START Material for this exercise
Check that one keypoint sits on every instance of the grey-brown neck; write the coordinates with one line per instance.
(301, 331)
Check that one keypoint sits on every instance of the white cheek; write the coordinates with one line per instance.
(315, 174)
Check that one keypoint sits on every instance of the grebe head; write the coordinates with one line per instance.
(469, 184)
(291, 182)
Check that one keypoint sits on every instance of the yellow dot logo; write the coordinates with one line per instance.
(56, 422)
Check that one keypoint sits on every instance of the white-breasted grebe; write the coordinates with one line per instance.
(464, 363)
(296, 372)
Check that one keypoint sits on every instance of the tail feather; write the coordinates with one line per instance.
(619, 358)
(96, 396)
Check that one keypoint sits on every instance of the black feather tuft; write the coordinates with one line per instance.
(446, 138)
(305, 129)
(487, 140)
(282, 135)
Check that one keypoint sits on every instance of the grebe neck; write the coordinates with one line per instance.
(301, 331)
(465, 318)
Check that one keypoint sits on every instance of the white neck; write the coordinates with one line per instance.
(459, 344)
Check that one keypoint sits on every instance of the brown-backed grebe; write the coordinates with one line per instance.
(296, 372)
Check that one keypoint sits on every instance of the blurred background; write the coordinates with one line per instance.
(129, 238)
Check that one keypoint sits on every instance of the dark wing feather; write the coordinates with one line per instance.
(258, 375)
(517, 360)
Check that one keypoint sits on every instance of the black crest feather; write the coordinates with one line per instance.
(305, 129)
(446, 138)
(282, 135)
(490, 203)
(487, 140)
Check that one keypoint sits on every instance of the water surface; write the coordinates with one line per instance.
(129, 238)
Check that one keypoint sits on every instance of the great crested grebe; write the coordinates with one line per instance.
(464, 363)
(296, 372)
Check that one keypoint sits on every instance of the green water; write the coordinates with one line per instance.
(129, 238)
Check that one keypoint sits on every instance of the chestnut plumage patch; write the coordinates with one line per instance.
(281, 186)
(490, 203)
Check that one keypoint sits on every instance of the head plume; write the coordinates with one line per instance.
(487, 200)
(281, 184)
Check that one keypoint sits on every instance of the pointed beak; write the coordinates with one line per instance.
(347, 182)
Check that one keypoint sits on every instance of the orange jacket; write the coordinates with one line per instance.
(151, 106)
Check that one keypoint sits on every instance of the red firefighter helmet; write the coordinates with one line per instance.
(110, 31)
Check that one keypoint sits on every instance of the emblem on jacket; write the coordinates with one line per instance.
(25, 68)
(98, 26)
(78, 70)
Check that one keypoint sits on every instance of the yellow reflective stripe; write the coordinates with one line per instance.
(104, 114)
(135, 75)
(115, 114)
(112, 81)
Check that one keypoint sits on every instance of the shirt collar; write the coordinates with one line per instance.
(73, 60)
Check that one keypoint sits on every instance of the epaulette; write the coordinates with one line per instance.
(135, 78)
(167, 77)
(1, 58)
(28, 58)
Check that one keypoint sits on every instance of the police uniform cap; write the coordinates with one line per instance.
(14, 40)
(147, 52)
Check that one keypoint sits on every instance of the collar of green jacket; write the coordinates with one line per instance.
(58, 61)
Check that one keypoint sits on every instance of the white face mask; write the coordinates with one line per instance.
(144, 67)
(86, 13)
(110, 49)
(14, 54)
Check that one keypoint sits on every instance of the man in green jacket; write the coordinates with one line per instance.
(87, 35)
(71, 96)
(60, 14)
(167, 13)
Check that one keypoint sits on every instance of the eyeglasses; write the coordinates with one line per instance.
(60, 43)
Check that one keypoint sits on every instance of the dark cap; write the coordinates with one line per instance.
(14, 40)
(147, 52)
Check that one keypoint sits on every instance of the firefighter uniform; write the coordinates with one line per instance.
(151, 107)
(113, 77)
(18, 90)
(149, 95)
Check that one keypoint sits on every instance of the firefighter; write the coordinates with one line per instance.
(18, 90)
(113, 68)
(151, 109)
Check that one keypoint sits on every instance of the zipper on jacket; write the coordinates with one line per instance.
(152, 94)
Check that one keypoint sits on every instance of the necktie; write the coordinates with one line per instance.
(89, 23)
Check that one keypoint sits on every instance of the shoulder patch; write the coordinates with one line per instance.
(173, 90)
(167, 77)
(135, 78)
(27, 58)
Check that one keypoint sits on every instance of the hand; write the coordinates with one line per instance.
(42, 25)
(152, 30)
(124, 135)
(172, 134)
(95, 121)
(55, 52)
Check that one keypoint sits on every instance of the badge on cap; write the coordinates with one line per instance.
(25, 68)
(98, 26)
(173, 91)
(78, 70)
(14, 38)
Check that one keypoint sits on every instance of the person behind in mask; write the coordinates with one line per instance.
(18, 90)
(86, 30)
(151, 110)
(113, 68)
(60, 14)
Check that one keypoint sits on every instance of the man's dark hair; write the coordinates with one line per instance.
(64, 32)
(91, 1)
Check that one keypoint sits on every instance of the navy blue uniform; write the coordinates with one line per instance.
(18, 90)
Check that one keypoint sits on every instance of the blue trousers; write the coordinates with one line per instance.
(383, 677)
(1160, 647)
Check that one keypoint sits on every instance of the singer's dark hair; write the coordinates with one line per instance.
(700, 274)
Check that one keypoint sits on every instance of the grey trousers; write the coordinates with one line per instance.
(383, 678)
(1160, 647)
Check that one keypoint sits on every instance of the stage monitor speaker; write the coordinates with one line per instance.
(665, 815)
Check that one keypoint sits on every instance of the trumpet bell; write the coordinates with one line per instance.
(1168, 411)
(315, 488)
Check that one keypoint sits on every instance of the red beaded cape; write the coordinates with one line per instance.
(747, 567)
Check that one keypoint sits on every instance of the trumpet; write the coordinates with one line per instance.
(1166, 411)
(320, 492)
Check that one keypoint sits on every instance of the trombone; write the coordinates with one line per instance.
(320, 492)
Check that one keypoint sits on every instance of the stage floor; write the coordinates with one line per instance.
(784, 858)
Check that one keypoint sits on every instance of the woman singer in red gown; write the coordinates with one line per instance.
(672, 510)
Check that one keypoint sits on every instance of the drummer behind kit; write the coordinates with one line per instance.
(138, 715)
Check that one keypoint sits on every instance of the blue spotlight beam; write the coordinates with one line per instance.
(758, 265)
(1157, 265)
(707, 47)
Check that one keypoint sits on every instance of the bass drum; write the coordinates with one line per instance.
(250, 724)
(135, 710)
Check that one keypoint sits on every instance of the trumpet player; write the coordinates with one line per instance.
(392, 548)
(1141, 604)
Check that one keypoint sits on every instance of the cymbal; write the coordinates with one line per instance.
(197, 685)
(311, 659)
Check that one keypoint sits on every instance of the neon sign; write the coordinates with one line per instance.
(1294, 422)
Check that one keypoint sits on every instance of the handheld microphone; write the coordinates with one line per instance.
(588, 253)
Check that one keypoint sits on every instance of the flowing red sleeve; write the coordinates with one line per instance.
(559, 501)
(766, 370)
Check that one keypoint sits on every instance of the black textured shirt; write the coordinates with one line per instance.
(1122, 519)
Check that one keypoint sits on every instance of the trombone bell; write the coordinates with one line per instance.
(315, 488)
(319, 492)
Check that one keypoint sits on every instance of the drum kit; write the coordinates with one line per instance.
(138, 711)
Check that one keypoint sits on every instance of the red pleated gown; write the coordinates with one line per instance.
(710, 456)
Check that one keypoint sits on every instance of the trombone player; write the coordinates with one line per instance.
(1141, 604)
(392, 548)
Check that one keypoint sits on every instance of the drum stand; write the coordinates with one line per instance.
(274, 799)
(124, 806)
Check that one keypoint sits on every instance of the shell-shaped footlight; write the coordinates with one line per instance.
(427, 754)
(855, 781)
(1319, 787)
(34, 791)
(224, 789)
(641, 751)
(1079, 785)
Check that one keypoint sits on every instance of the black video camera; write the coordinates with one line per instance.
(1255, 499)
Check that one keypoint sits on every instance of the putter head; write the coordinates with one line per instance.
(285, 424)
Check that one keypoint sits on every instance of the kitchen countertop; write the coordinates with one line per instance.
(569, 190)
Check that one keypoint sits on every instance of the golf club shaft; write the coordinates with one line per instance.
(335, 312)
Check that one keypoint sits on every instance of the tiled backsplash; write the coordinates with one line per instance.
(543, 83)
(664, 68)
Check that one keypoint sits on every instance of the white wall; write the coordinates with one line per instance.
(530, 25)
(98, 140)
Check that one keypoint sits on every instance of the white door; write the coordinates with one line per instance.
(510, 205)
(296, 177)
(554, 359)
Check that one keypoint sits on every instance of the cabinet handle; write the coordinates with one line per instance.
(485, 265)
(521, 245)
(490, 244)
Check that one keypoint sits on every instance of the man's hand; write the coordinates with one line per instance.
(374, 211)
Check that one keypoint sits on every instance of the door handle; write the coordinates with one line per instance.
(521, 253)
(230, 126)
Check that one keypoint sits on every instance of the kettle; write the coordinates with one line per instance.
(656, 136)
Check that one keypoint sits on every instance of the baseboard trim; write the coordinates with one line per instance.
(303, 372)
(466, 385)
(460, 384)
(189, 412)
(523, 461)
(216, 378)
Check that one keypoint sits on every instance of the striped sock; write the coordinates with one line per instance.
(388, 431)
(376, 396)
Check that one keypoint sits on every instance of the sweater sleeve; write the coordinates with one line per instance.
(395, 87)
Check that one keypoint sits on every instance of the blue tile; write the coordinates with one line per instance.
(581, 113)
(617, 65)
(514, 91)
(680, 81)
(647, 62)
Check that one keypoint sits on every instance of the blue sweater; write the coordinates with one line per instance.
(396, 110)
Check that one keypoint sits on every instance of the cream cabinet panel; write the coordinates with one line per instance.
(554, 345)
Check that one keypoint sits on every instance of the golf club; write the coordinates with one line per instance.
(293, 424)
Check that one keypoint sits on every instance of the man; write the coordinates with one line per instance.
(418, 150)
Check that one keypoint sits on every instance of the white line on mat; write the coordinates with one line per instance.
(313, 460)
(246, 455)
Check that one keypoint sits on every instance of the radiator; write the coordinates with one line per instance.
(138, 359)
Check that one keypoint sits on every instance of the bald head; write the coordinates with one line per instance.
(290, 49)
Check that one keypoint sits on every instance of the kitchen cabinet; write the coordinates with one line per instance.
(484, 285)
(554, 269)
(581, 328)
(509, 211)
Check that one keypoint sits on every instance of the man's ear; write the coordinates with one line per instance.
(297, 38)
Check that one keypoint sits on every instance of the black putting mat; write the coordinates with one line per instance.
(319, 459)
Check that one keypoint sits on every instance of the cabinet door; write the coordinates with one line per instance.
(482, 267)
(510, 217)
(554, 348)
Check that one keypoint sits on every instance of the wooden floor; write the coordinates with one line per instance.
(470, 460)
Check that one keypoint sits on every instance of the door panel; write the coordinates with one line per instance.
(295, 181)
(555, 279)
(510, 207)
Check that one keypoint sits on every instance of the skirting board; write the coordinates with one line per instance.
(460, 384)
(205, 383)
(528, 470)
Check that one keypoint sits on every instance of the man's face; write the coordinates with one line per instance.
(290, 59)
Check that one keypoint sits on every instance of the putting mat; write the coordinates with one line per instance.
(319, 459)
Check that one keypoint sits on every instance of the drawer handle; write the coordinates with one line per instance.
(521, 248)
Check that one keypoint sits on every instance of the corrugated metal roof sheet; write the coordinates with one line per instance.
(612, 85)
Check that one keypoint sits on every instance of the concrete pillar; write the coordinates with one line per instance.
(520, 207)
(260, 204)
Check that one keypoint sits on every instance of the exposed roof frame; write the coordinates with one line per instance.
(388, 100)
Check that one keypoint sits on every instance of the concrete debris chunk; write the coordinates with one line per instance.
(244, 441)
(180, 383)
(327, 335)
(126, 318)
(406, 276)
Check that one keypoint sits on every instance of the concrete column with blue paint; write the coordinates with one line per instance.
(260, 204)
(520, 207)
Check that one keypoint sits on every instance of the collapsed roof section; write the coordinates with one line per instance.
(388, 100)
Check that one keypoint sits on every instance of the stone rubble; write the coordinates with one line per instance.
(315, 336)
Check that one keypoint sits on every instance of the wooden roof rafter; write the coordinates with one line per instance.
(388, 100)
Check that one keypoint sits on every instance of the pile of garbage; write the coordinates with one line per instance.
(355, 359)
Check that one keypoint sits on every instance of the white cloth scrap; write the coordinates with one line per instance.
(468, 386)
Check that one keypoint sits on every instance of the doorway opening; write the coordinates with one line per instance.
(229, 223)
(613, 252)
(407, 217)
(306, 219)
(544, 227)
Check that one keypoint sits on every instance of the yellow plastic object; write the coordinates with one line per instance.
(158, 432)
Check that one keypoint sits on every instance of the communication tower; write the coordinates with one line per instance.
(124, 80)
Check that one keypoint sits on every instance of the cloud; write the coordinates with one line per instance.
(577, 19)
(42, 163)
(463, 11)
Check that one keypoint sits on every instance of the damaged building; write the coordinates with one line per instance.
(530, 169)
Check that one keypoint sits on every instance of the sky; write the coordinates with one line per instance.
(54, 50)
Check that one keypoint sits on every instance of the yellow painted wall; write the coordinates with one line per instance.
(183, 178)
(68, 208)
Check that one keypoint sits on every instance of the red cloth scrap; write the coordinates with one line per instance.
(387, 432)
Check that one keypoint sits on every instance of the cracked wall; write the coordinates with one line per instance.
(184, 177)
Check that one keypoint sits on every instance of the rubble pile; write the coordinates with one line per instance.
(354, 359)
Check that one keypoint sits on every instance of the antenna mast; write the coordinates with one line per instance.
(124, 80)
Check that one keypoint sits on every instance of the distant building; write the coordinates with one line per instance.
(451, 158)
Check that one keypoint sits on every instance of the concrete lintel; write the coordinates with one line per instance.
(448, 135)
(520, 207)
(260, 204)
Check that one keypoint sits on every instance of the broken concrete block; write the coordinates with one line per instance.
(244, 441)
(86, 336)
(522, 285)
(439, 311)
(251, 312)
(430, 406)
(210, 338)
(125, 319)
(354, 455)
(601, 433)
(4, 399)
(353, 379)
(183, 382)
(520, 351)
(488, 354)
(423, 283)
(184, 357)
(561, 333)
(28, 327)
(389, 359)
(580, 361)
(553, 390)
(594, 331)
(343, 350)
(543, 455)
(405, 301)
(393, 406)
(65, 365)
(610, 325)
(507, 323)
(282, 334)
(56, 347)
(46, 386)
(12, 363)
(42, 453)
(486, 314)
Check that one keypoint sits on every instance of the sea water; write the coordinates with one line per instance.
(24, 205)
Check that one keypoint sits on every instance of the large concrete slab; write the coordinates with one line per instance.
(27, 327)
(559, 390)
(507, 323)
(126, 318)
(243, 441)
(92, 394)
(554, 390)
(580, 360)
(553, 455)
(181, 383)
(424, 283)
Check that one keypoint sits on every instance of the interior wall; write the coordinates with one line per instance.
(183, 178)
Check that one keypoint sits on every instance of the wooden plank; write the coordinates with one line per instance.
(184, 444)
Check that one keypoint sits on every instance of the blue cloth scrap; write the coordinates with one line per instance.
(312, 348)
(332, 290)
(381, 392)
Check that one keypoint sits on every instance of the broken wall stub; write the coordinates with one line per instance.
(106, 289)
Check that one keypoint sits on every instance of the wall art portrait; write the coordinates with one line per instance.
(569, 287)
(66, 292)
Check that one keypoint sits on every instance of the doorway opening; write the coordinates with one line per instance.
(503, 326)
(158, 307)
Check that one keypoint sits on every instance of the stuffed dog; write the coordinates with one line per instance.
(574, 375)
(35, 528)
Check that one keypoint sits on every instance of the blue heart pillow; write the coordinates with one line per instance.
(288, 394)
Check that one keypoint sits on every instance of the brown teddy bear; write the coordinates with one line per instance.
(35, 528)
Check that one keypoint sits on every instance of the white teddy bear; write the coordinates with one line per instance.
END Material for this exercise
§ **Set problem**: Exactly as written, give again every line from the one containing "Check that one keypoint sits on every instance of the sea" through the last line of the material above, and no other lines.

§ **Response for this exercise**:
Check that one keypoint sits on every instance of the sea water; write the coordinates with one line per instance.
(24, 205)
Check that one keypoint sits on every instance of the large concrete slab; write the coordinates with one line per instance.
(27, 327)
(559, 390)
(507, 323)
(126, 318)
(243, 441)
(92, 394)
(554, 390)
(580, 360)
(553, 455)
(181, 383)
(424, 283)
Check that one keypoint sits on every instance of the interior wall; write the coordinates with one line per instance.
(183, 178)
Check that one keypoint sits on every instance of the wooden plank; write the coordinates with one line per instance.
(184, 444)
Check that one keypoint sits on every instance of the blue cloth scrap; write the coordinates with one line per instance.
(312, 348)
(332, 290)
(381, 392)
Check that one keypoint sits on every instance of the broken wall stub; write the coordinates with one line per instance.
(106, 289)
Check that one keypoint sits on every instance of the wall art portrait; write the coordinates with one line per instance.
(569, 287)
(66, 292)
Check that one keypoint sits on every instance of the doorway opening; write the coordinates with one line per instance.
(503, 326)
(158, 307)
Check that one keypoint sits on every instance of the stuffed dog; write the coordinates with one line per instance.
(574, 375)
(35, 528)
Check that one keypoint sits on every instance of the blue heart pillow; write the coordinates with one line per instance.
(288, 394)
Check that one keypoint sits on every instance of the brown teddy bear; write the coordinates with one line per instance.
(35, 528)
Check that one keypoint sits on every instance of the white teddy bear; write the coordinates with one line per instance.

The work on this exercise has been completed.